*YOUR GOAL*: Copy the material below in full, reproducing every line without any change.
== == ==
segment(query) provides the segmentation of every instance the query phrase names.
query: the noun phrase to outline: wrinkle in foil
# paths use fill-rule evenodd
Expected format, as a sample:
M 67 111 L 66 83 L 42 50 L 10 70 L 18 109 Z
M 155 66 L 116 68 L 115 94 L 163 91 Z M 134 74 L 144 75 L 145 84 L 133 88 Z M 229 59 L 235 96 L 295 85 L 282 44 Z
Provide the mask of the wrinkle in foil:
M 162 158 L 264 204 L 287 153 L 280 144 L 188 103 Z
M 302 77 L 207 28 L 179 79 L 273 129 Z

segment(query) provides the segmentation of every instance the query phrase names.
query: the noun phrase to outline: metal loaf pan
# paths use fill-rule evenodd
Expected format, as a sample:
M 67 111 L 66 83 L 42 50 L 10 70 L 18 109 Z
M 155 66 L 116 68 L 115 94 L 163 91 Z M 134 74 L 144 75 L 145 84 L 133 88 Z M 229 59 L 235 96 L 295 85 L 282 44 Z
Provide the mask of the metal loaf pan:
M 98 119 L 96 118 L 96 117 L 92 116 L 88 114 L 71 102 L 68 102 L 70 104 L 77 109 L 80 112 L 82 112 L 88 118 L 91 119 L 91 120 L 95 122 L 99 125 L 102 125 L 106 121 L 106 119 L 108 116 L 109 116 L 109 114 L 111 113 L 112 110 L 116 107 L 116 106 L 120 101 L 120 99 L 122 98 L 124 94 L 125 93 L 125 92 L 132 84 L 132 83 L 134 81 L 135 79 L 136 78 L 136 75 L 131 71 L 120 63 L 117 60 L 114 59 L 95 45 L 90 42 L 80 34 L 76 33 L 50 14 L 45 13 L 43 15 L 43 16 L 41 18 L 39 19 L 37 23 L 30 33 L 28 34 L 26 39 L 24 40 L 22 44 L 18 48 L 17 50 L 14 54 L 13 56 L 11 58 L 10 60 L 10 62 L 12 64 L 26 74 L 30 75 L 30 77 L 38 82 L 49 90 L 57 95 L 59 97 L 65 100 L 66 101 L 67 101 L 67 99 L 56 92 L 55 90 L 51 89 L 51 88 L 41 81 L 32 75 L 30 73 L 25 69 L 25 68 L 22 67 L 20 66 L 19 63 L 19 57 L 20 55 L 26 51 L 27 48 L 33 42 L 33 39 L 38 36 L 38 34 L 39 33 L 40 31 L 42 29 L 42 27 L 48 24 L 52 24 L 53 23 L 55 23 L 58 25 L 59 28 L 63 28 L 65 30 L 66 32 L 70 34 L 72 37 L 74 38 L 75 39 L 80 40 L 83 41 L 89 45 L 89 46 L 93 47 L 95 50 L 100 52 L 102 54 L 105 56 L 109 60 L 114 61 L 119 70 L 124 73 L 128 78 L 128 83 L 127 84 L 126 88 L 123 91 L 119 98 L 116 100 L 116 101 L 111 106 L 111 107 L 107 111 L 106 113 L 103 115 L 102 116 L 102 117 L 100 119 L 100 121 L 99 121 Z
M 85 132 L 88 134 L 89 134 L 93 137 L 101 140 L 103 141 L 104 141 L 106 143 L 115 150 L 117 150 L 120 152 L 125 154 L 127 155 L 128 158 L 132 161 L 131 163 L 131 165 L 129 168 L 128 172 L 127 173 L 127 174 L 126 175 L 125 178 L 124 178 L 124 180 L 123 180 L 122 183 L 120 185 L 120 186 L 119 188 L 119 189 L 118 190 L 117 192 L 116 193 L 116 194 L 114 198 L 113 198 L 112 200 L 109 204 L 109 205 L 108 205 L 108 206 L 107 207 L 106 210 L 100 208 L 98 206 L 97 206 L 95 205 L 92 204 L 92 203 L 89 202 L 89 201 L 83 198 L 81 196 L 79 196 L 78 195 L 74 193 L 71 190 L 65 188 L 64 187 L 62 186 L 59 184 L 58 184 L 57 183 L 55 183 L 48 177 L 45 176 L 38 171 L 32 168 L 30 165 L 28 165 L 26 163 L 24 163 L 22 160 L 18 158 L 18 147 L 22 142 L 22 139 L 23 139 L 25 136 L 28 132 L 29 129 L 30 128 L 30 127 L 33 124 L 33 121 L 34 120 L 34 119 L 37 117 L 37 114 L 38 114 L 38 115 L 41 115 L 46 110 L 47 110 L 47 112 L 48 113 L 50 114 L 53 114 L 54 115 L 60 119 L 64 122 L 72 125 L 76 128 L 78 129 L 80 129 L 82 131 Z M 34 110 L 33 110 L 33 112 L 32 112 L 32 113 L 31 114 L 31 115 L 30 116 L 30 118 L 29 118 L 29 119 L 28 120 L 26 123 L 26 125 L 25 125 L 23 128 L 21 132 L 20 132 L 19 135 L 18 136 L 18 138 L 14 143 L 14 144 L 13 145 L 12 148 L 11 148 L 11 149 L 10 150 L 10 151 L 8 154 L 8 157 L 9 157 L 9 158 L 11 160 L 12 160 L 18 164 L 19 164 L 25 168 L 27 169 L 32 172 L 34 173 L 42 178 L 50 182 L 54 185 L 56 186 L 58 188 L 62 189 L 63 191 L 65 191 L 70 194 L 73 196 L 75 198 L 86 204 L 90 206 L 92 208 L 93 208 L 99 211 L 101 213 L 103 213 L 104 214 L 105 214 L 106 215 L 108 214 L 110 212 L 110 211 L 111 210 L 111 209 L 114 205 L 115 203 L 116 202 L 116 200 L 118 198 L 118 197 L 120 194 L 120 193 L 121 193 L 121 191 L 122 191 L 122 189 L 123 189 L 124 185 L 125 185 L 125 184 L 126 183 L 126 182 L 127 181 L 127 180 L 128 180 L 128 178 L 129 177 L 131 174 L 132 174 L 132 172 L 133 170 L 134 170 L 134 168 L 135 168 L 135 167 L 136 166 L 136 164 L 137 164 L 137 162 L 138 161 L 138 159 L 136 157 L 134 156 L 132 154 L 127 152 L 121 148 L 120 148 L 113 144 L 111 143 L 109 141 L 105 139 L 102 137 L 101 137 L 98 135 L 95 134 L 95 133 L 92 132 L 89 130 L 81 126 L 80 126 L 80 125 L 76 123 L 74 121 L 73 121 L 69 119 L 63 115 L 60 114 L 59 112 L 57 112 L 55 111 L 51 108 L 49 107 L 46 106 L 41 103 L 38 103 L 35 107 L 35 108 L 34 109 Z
== == ==
*WRITTEN SOLUTION*:
segment(query) provides the segmentation of every instance the query phrase names.
query: the noun phrase to outline: wrinkle in foil
# paths use fill-rule evenodd
Expected format, as a sample:
M 67 111 L 66 83 L 42 50 L 10 70 L 18 109 Z
M 155 66 L 116 68 L 115 94 L 163 91 Z M 134 74 L 144 75 L 145 84 L 133 88 Z M 229 59 L 235 96 L 295 85 L 282 44 Z
Provide the mask of the wrinkle in foil:
M 162 158 L 264 204 L 287 153 L 280 144 L 188 103 Z
M 302 77 L 207 28 L 179 79 L 273 129 Z

segment(query) provides the segmentation of every instance the query phrase names.
query: the noun phrase to outline: metal loaf pan
# paths use fill-rule evenodd
Expected format, as a sample:
M 67 111 L 66 83 L 42 50 L 10 70 L 18 109 Z
M 155 66 L 116 68 L 115 94 L 163 91 Z M 134 74 L 144 75 L 145 84 L 133 88 Z M 229 59 L 235 96 L 295 85 L 282 44 Z
Provide the mask of the metal loaf pan:
M 98 119 L 96 118 L 96 117 L 92 116 L 88 114 L 71 102 L 68 102 L 70 104 L 77 109 L 80 112 L 82 112 L 88 118 L 91 119 L 91 120 L 95 122 L 99 125 L 102 125 L 106 121 L 106 119 L 108 116 L 109 116 L 109 114 L 111 113 L 112 110 L 116 107 L 116 106 L 120 101 L 120 99 L 122 98 L 124 94 L 125 93 L 125 92 L 132 84 L 132 83 L 134 81 L 135 79 L 136 78 L 136 75 L 131 71 L 120 63 L 117 60 L 114 59 L 95 45 L 90 42 L 80 34 L 76 33 L 50 14 L 45 13 L 43 15 L 43 16 L 41 18 L 39 19 L 37 23 L 30 33 L 28 34 L 26 39 L 24 40 L 22 44 L 18 48 L 17 50 L 14 54 L 13 56 L 11 58 L 10 60 L 10 62 L 12 64 L 26 74 L 30 75 L 30 77 L 38 82 L 49 90 L 57 95 L 59 97 L 65 100 L 66 101 L 67 101 L 67 99 L 56 92 L 55 90 L 51 89 L 51 88 L 41 81 L 32 75 L 30 73 L 25 69 L 25 68 L 22 67 L 20 66 L 19 63 L 19 57 L 20 55 L 26 51 L 27 48 L 33 42 L 33 39 L 38 36 L 38 34 L 39 33 L 40 31 L 42 29 L 42 27 L 48 24 L 52 24 L 53 23 L 55 23 L 58 25 L 59 28 L 63 28 L 65 30 L 66 32 L 70 34 L 72 37 L 74 38 L 75 39 L 80 40 L 83 41 L 89 45 L 89 46 L 93 47 L 95 50 L 100 52 L 102 54 L 105 56 L 109 60 L 114 61 L 119 70 L 124 73 L 128 78 L 128 83 L 127 84 L 126 88 L 123 91 L 119 98 L 116 100 L 116 101 L 111 106 L 111 107 L 107 111 L 106 113 L 103 115 L 102 116 L 102 117 L 100 119 L 100 121 L 99 121 Z
M 85 132 L 88 134 L 89 134 L 93 137 L 101 140 L 103 141 L 104 141 L 106 143 L 115 150 L 117 150 L 120 152 L 125 154 L 127 155 L 128 158 L 132 161 L 131 163 L 131 165 L 129 168 L 128 172 L 127 173 L 127 174 L 126 175 L 125 178 L 124 178 L 124 180 L 123 180 L 122 183 L 120 185 L 120 186 L 119 188 L 119 189 L 118 190 L 117 192 L 116 193 L 116 194 L 114 198 L 113 198 L 112 200 L 109 204 L 109 205 L 108 205 L 108 206 L 107 207 L 106 210 L 100 208 L 98 206 L 97 206 L 95 205 L 92 204 L 92 203 L 89 202 L 89 201 L 83 198 L 81 196 L 79 196 L 78 195 L 74 193 L 71 190 L 65 188 L 64 187 L 62 186 L 59 184 L 58 184 L 57 183 L 55 183 L 48 177 L 45 176 L 38 171 L 32 168 L 30 165 L 28 165 L 26 163 L 24 163 L 22 160 L 18 158 L 18 147 L 22 142 L 22 139 L 23 139 L 25 136 L 28 132 L 29 129 L 30 128 L 30 127 L 33 124 L 33 121 L 34 120 L 34 119 L 37 117 L 37 114 L 38 114 L 38 115 L 41 115 L 46 110 L 47 110 L 47 112 L 48 113 L 50 114 L 53 114 L 54 115 L 60 119 L 64 122 L 72 125 L 76 128 L 78 129 L 80 129 L 82 131 Z M 34 110 L 33 110 L 33 112 L 32 112 L 32 113 L 31 114 L 31 115 L 30 116 L 30 118 L 29 118 L 29 119 L 28 120 L 26 123 L 26 125 L 25 125 L 23 128 L 21 132 L 20 132 L 19 135 L 18 136 L 18 138 L 14 143 L 14 144 L 13 145 L 12 148 L 11 148 L 11 149 L 10 150 L 10 151 L 8 154 L 8 157 L 9 157 L 9 158 L 11 160 L 12 160 L 18 164 L 19 164 L 25 168 L 27 169 L 32 172 L 34 173 L 42 178 L 50 182 L 54 185 L 56 186 L 58 188 L 62 189 L 63 191 L 65 191 L 70 194 L 73 196 L 75 198 L 86 204 L 90 206 L 92 208 L 93 208 L 99 211 L 101 213 L 103 213 L 104 214 L 105 214 L 106 215 L 108 214 L 110 212 L 110 211 L 111 210 L 111 209 L 114 205 L 115 203 L 116 202 L 116 200 L 118 198 L 118 197 L 120 194 L 120 193 L 121 193 L 121 191 L 122 191 L 122 189 L 123 189 L 124 185 L 125 185 L 125 184 L 126 183 L 126 182 L 127 181 L 127 180 L 128 180 L 128 178 L 129 177 L 131 174 L 132 174 L 132 172 L 133 170 L 134 170 L 134 168 L 135 168 L 135 167 L 136 166 L 136 164 L 137 164 L 137 162 L 138 161 L 138 159 L 136 157 L 134 156 L 132 154 L 127 152 L 121 148 L 120 148 L 113 144 L 111 143 L 109 141 L 105 139 L 102 137 L 101 137 L 98 135 L 95 134 L 95 133 L 92 132 L 89 130 L 81 126 L 80 126 L 80 125 L 76 123 L 74 121 L 73 121 L 69 119 L 63 115 L 60 114 L 59 112 L 57 112 L 55 111 L 51 108 L 49 107 L 46 106 L 41 103 L 38 103 L 35 107 L 35 108 L 34 109 Z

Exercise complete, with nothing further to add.